Text segment –
= = = =

Your application should not explicitly code any language-dependent information. 2 This includes strings, fonts, and language-dependent pixmaps. In order to do this, the Open Group (formerly OSF) suggests that these resources be placed in message catalogs, resource files or UIL files.

Builder Xcessory allows resources to be placed in resource files. Once a resource is set, you can choose (on an individual resource or resource class basis) whether that resource is set in the code or in a resource file.

Individually, this choice is made with the Resource Placement menu, to the right of the text field used to enter the resource value (seeResource Editor Placement Settings ).

Code

· Code indicates that the resource is hard-coded with calls to XtSetValues, and is the default.

App

· App indicates that the resource is placed in an app-defaults file, which can be edited to produce localized versions of the application.

Resource Editor Placement Settings

Resource values can also be placed in a resource file on a type basis by setting the resource's default resource placement. In the placement window, types can be specified to be put, by default, into Code or App (resource file).

Example

For example, if you want to place all compound strings and fonts into resource files, follow these steps:

1. Select Default Resource Placement from the Resource Editor Options menu to display the Default Resource Type dialog:

Default Resource Type Dialog

2. Scroll the dialog to find the Compound String and Font types, and set the App toggle for each (see Default Resource Type Settings).

Default Resource Type Settings

Generating Multiple UIL Files

Builder Xcessory also allows you to generate single or multiple UIL files, providing another language-independent way of specifying resource values that can be used to internationalize an application. To save resources in a UIL file, set the resource to be saved into code and when generating code, generate UIL instead of C or C++.


Note: You can only generate UIL files if generating an application in C (not in C++).

Once you generate a resource (or UIL) file, you must make copies of the file for each language supported and modify the contents accordingly. Then, using the locale of the machine and the environment variables LANG, UIDPATH, and XUSERFILESEARCHPATH, the different resource or UIL files are read and used by the application at run time.

For more information on this topic, refer to the OSF/Motif Programmer's Guide, Release 1.2, pages 11-26 to 11-31 and in the X Window System Toolkit, pages 433-436.


1. Kernigan, Brian & Ritchie, Dennis. The C Programming Language, 2nd ed. (Englewood Cliffs, NJ: Prentice Hall PTR, 1988).

2. OSF/Motif Programmer's Guide, Release 1.2, page 11-21; PTR Prentice Hall, Englewood Cliffs, New Jersey 07632

Text Input

An internationalized program must be able to display all the characters used in the user's language, and must allow the user to specify all those characters as input. When there are more characters in a language than there are keys on a keyboard, some sort of "input method" is required to convert multiple keystrokes to single characters.

Input methods

An input method is a mapping between keyboard input and the text data passed to the application. Such a mapping exists even within the familiar context of ISO8859-1 where, for example, the combination of the <Ctrl> or <Alt> key and a letter translates into a letter with a special accent mark: ü, é, and so forth.

= = = =

Data section –
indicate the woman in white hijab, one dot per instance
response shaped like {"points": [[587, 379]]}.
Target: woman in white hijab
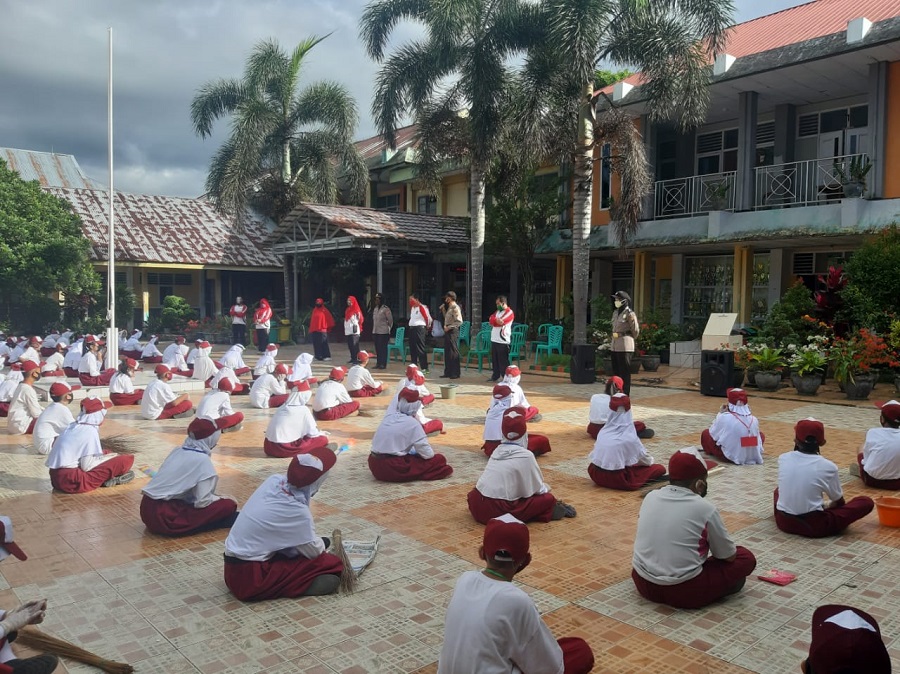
{"points": [[619, 459], [293, 429], [78, 463]]}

= = = =

Directive 1 – Print the passage on internationalizing applications from "Input methods" to "and so forth.".
Directive 2 – Carry on the passage on internationalizing applications from the point at which it stops.
The listing has no connection to the passage on internationalizing applications.

Final result 1 –
Input methods

An input method is a mapping between keyboard input and the text data passed to the application. Such a mapping exists even within the familiar context of ISO8859-1 where, for example, the combination of the <Ctrl> or <Alt> key and a letter translates into a letter with a special accent mark: ü, é, and so forth.

Final result 2 –
Note: Within the 7- bit ASCII characters, there are no accented characters. However, ISO8859-1 is a superset of ASCII extending the code set to 8 bits, and includes accented characters and symbols.

The concept of an input method is especially important for ideographic languages. Review Chapter 11 of the OSF/Motif Programmer's Guide , Release 1.2 for a detailed discussion of the different aspects of input methods and how they are supported by Motif.

Motif support of input methods

Builder Xcessory assumes that you have access to an input method. Input methods are available in Motif 1.2. Prior to Motif 1.2 and X11R5, input methods were proprietary additions, and no standard existed. Builder Xcessory supports the use of X11R5-style input methods exclusively.

Using input methods

Input methods allow your users to enter text in their native language. There are several input methods available from hardware vendors and third party software vendors. The X source code distribution also includes a few sample implementations. They run as separate processes alongside the internationalized applications.


Note: Multiple input methods can run simultaneously for any number of internationalized applications.

Integrating with an input method

To allow your application to use a currently running input method, follow these steps:

1. Make sure that your locale is set correctly. Many platforms have dialogs to simplify this process, but usually setting the LANG environment variable is sufficient.

2. Make certain your application calls XtSetLanguageProc() before it calls XtAppInitialize(). This ensures that X/Motif localization support is properly initialized.

3. Create an application defaults file for your application that sets the font list resources to the font set appropriate for your locale.

4. Start your application.

The input method, with the locale set and the correct X11R5 calls in your application, communicates with your application automatically.

Text Output

An internationalized application displays all text in the user's chosen language. This includes prompts, error messages, and text on buttons, menus, and other widgets. The simplest approach to this requirement is to remove all strings that are to be displayed from the source code of the application and store them in a file that will be read when the application starts up. That file can then be translated into various languages, with the appropriate version being read at start-up.

In addition, an internationalized application must display times, dates, numbers, and so on, in the format that the user expects. For example, Americans expect dates in the form month/day/year, English expect day/month/year, and Germans expect day.month.year.

Setting Up Localized Output

Most languages use words from different languages and some require the word's native character set to be used. For example, a Japanese application might require error messages with a mix of Hirigana, Katakana, and Kanji characters, as well as some technical terms that require a Latin character set. This means that in one string there could be 5 words using Kanji characters and one word using Latin characters, requiring 2 different fonts.


Note: It is possible to display characters of multiple character sets within the same output string using compound strings and font lists.

Compound Strings

A compound string is a byte stream in ASN.1 encoding, consisting of tag-length-value segments.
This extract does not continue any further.